**INFORMATION SHOWN**
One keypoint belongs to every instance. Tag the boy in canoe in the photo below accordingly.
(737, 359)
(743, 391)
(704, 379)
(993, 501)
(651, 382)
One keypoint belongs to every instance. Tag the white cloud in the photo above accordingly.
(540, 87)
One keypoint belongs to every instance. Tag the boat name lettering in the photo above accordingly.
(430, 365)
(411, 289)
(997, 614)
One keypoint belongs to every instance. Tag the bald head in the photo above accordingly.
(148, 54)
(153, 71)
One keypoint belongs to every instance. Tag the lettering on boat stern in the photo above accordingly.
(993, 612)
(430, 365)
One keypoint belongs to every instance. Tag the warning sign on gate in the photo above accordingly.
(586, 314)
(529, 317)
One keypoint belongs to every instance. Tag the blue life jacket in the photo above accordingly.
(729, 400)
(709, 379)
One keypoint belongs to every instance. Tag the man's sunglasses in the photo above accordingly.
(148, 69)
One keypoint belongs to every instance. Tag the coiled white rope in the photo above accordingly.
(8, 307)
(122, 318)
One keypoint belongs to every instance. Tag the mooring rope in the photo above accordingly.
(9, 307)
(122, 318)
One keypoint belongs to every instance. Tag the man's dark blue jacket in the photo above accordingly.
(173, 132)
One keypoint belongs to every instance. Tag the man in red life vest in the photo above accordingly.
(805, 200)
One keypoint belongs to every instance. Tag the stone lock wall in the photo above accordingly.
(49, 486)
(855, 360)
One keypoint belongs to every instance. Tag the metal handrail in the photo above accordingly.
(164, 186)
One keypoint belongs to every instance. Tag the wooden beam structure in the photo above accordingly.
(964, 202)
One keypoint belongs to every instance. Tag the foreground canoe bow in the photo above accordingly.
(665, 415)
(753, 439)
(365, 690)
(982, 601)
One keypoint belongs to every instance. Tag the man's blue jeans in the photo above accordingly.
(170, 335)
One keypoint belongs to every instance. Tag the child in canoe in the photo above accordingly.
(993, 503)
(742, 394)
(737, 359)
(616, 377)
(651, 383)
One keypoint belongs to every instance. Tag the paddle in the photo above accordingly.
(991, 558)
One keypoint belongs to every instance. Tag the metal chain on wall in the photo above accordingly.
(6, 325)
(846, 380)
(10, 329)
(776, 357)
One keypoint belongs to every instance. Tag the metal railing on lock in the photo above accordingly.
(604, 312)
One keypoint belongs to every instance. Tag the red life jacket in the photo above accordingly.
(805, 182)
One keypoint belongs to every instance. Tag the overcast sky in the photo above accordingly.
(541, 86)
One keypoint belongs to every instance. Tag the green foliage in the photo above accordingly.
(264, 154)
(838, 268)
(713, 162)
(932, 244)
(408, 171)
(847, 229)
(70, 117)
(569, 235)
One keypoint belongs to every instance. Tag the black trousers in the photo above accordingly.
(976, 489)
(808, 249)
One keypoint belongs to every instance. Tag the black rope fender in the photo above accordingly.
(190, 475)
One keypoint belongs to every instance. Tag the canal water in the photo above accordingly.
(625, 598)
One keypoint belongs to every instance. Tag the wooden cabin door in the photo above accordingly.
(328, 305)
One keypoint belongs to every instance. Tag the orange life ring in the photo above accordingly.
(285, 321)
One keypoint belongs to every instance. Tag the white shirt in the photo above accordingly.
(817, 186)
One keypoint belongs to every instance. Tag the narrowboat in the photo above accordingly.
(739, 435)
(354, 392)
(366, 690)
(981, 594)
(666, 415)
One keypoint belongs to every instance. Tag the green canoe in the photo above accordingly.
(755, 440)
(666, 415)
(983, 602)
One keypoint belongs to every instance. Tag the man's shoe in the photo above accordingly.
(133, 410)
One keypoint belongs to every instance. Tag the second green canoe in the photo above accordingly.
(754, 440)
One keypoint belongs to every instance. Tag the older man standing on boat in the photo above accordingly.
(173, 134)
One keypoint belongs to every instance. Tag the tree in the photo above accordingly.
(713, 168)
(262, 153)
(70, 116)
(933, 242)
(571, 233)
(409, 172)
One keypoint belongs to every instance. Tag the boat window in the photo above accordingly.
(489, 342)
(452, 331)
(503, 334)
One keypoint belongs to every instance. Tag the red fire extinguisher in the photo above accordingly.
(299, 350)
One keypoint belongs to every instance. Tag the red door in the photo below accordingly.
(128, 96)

**TASK INSTRUCTIONS**
Restate the listing in full, preserving every word.

**TASK SOLUTION**
One keypoint belongs to every instance. Tag the boy in canoe in the photo below accordingly.
(737, 359)
(743, 391)
(704, 379)
(993, 501)
(651, 382)
One keypoint belongs to every instance. Tag the white cloud in the photo above accordingly.
(540, 87)
One keypoint belongs to every instance. Tag the boat name lettering in the photo above accordingly.
(430, 365)
(411, 289)
(997, 614)
One keypoint belongs to every instance. Tag the bald head in the photo above accordingly.
(148, 54)
(153, 71)
One keypoint belongs to every instance. Tag the lettering on boat stern in the photo above accordingly.
(993, 612)
(430, 365)
One keypoint belongs to every instance. Tag the warning sign on gate in the photo above accordingly.
(586, 314)
(529, 317)
One keypoint belongs to every instance. Tag the blue life jacket in the photo above accordingly.
(729, 400)
(709, 379)
One keypoint belongs to every instance. Tag the man's sunglasses in the photo above accordingly.
(148, 69)
One keypoint belongs to every instance. Tag the coiled white rope in the photo above accordingly.
(8, 307)
(122, 318)
One keypoint belongs to every instance. Tag the mooring rope in the photo above accordingly.
(9, 307)
(122, 318)
One keypoint belongs to every instance. Tag the man's dark blue jacket in the photo above accordingly.
(173, 132)
One keypoint belongs to every instance. Tag the man in red life vest in the photo above accordingly.
(805, 200)
One keypoint belongs to every instance. Tag the stone lock wall in the photo above accordingly.
(49, 486)
(855, 360)
One keypoint belongs to every instance. Tag the metal handrail in the photo above accordingly.
(164, 186)
One keypoint belongs to every instance. Tag the wooden beam structure in the photo above accordingly.
(964, 202)
One keypoint belongs to every instance. Tag the foreground canoe bow in the photo above accordingly.
(665, 415)
(753, 439)
(365, 690)
(982, 601)
One keypoint belongs to every instance. Tag the man's blue jeans in the photo above accordingly.
(170, 335)
One keypoint belongs to every instance. Tag the child in canoe in the photo above accordingly.
(993, 503)
(742, 394)
(737, 359)
(616, 377)
(651, 383)
One keypoint belongs to every instance. Tag the paddle in the photo above accordingly.
(991, 558)
One keypoint belongs to every instance. Tag the metal chain on wall in the photo above accordingly.
(6, 325)
(846, 380)
(10, 329)
(776, 357)
One keypoint belongs to every instance. Tag the metal railing on lock in the photo above accordingly.
(604, 312)
One keypoint belongs to every instance. Tag the red life jacket in the photo above accordingly.
(805, 182)
One keypoint belongs to every instance. Tag the overcast sky in the photo above accordingly.
(541, 86)
One keypoint belongs to every instance. Tag the green foliage in the photo above accordingly.
(264, 154)
(838, 268)
(713, 162)
(932, 244)
(408, 171)
(847, 229)
(70, 117)
(569, 235)
One keypoint belongs to every instance. Tag the black trousers in the photo above accordingly.
(976, 489)
(808, 249)
One keypoint belongs to every instance. Tag the black rope fender in the photo above accordingly.
(190, 475)
One keypoint belongs to every instance. Tag the canal water in the photo above accordingly.
(625, 598)
One keypoint belongs to every instance. Tag the wooden cabin door in the photo above accordingly.
(328, 305)
One keypoint belongs to every instance. Tag the orange life ring in the photo above accordingly.
(285, 321)
One keypoint belongs to every instance. Tag the white shirt in the photo above accordingly.
(817, 186)
One keypoint belongs to every instance. Tag the narrowboat in the photo above accordingly.
(739, 435)
(354, 392)
(366, 690)
(981, 594)
(666, 415)
One keypoint belongs to every instance. Tag the green canoe in the photo above accordingly.
(755, 440)
(666, 415)
(983, 602)
One keypoint belongs to every instance. Tag the man's shoe in the photo above accordingly.
(133, 410)
One keypoint belongs to every instance. Tag the second green canoe in the photo above accordingly.
(754, 440)
One keypoint belongs to every instance. Tag the older man standing on boat in the photo above accordingly.
(173, 134)
One keypoint belongs to every instance. Tag the tree in the photo above accordingly.
(713, 168)
(262, 153)
(70, 116)
(933, 242)
(571, 233)
(409, 172)
One keypoint belongs to every instance. Tag the boat window in the photo above accordingly.
(489, 342)
(452, 331)
(503, 334)
One keypoint belongs to every instance. Tag the red fire extinguisher in the photo above accordingly.
(299, 350)
One keypoint belongs to every instance. Tag the red door in the photo below accordingly.
(128, 96)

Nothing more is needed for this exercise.